> Raw data
———

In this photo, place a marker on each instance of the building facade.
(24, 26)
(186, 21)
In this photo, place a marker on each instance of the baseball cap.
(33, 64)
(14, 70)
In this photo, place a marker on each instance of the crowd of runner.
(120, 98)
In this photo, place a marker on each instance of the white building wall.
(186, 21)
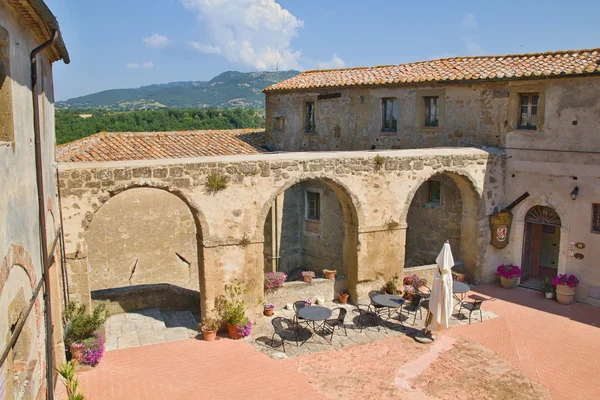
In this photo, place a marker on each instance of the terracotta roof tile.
(513, 66)
(117, 146)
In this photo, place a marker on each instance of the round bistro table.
(315, 314)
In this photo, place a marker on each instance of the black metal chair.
(298, 319)
(337, 322)
(365, 316)
(472, 306)
(414, 306)
(279, 330)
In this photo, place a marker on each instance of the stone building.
(542, 110)
(30, 41)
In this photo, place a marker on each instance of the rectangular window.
(432, 111)
(595, 218)
(309, 116)
(435, 192)
(279, 124)
(389, 115)
(313, 206)
(528, 111)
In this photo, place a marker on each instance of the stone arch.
(351, 212)
(518, 230)
(472, 212)
(18, 256)
(180, 244)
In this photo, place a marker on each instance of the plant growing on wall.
(67, 371)
(379, 161)
(215, 182)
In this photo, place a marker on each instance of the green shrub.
(215, 182)
(79, 325)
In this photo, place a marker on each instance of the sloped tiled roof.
(118, 146)
(514, 66)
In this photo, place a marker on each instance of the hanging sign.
(500, 228)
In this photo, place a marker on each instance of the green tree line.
(76, 124)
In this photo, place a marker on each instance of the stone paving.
(149, 326)
(263, 330)
(535, 349)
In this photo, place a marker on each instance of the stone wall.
(374, 200)
(143, 236)
(431, 224)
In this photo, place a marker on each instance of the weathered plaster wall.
(18, 197)
(231, 222)
(474, 114)
(430, 225)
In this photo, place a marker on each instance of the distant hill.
(230, 89)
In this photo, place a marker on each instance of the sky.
(130, 43)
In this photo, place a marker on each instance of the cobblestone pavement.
(534, 350)
(149, 326)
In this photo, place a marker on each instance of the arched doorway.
(444, 207)
(312, 225)
(541, 245)
(145, 258)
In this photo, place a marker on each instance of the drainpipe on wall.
(42, 214)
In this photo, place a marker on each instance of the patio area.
(517, 355)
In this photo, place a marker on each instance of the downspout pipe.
(42, 213)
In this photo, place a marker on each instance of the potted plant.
(85, 344)
(274, 281)
(565, 288)
(329, 273)
(268, 309)
(509, 275)
(547, 288)
(308, 276)
(343, 296)
(209, 326)
(391, 286)
(232, 308)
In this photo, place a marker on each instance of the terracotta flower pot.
(209, 335)
(76, 353)
(565, 294)
(343, 298)
(509, 283)
(268, 312)
(233, 332)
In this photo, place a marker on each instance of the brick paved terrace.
(534, 349)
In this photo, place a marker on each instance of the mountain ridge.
(230, 89)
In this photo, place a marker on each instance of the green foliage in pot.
(231, 306)
(79, 325)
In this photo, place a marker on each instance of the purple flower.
(508, 271)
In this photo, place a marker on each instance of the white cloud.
(469, 23)
(145, 65)
(335, 62)
(256, 33)
(157, 41)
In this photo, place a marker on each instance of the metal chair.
(472, 306)
(339, 321)
(279, 330)
(366, 314)
(414, 306)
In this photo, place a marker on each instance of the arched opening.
(444, 207)
(541, 245)
(145, 256)
(312, 225)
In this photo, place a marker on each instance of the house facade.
(542, 110)
(30, 330)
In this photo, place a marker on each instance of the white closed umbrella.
(440, 301)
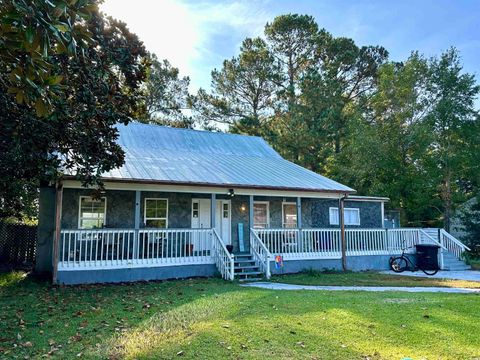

———

> Task instructions
Convert every line of the records above into a JSON list of strings, one string per line, skipping blank lines and omitting the pictures.

> Solution to the problem
[
  "In this photo, place a marker on each instance of the building facade.",
  "(24, 26)",
  "(186, 21)",
  "In this photo, place a marker on each instance of the baseball cap.",
  "(33, 64)",
  "(14, 70)",
  "In this photo, place a marker on each instance of the crowd of runner.",
  "(120, 98)",
  "In this photo, place a marker on each instance of the white building wall.",
  "(186, 21)",
  "In this photo, place a marker on each instance of the terracotta roof tile.",
  "(513, 66)",
  "(117, 146)",
  "In this photo, place a marker on each instance of the round bistro table.",
  "(315, 314)",
  "In this photo, place a marker on each instance of the black metal chair.",
  "(298, 319)",
  "(337, 322)",
  "(365, 316)",
  "(472, 306)",
  "(414, 306)",
  "(279, 330)",
  "In this photo, place a marker on each instance of the stone building.",
  "(542, 110)",
  "(30, 41)",
  "In this photo, place a marker on each instance of the rectangular window.",
  "(432, 111)",
  "(595, 218)",
  "(309, 116)",
  "(435, 192)",
  "(279, 124)",
  "(389, 115)",
  "(313, 206)",
  "(528, 111)",
  "In this photo, place a marker on each instance of the stone arch.",
  "(351, 212)",
  "(518, 230)",
  "(472, 212)",
  "(18, 256)",
  "(180, 244)",
  "In this photo, place a marker on each instance of the plant growing on wall.",
  "(67, 371)",
  "(379, 161)",
  "(215, 182)",
  "In this photo, place a marker on each instance of the green shrub.",
  "(215, 182)",
  "(79, 325)",
  "In this photo, place a marker on each instance of the sloped tiled roof.",
  "(118, 146)",
  "(514, 66)",
  "In this photo, place a marker on each instance of the hanging sign.",
  "(500, 228)",
  "In this photo, place a marker on each instance of the green tree line.",
  "(76, 124)",
  "In this photo, place a marker on each instance of the stone paving.",
  "(149, 326)",
  "(263, 330)",
  "(535, 349)",
  "In this photo, place a marker on each instance of the stone wall.",
  "(374, 200)",
  "(143, 236)",
  "(431, 224)",
  "In this photo, place a marker on each instance of the weathered plaster wall.",
  "(18, 197)",
  "(231, 222)",
  "(474, 114)",
  "(430, 225)",
  "In this photo, place a marker on each instance of the distant hill.",
  "(230, 89)",
  "In this photo, place a marker on each instance of the sky.",
  "(130, 43)",
  "In this photo, place a marker on each instance of the cobblestone pavement.",
  "(534, 350)",
  "(149, 326)",
  "In this photo, place a marker on each instance of the arched doorway.",
  "(444, 207)",
  "(312, 225)",
  "(541, 245)",
  "(145, 258)",
  "In this photo, place a marker on each instance of the drainpipe on wall.",
  "(42, 214)",
  "In this photo, place a marker on each instance of the patio area.",
  "(517, 355)",
  "In this photo, place a marker on each instance of the downspout pipe.",
  "(42, 213)",
  "In this photo, place a marker on each instance of the potted plant.",
  "(85, 344)",
  "(274, 281)",
  "(565, 288)",
  "(329, 273)",
  "(268, 309)",
  "(509, 275)",
  "(547, 288)",
  "(308, 276)",
  "(343, 296)",
  "(209, 326)",
  "(391, 286)",
  "(232, 308)",
  "In this photo, place a marker on each instance of the terracotta flower pot.",
  "(209, 335)",
  "(76, 353)",
  "(565, 294)",
  "(343, 298)",
  "(509, 283)",
  "(268, 312)",
  "(233, 332)",
  "In this photo, place a marker on each instance of the brick paved terrace.",
  "(534, 349)",
  "In this photo, place a marker on each instance of the mountain ridge.",
  "(230, 89)",
  "In this photo, place a marker on each instance of the green foliage in pot.",
  "(231, 306)",
  "(79, 325)",
  "In this photo, place a marker on each instance of the purple flower.",
  "(508, 271)",
  "In this photo, place a marker on each instance of the white cloud.",
  "(469, 23)",
  "(145, 65)",
  "(335, 62)",
  "(256, 33)",
  "(157, 41)",
  "In this photo, place a marker on each instance of the metal chair.",
  "(472, 306)",
  "(339, 321)",
  "(279, 330)",
  "(366, 314)",
  "(414, 306)",
  "In this photo, place a marker on each instance of the arched opening.",
  "(444, 207)",
  "(541, 245)",
  "(145, 256)",
  "(312, 225)",
  "In this photo, place a marker on each instance of the house facade.",
  "(542, 110)",
  "(30, 330)",
  "In this photo, place a marker on each instance of the white closed umbrella.",
  "(440, 301)"
]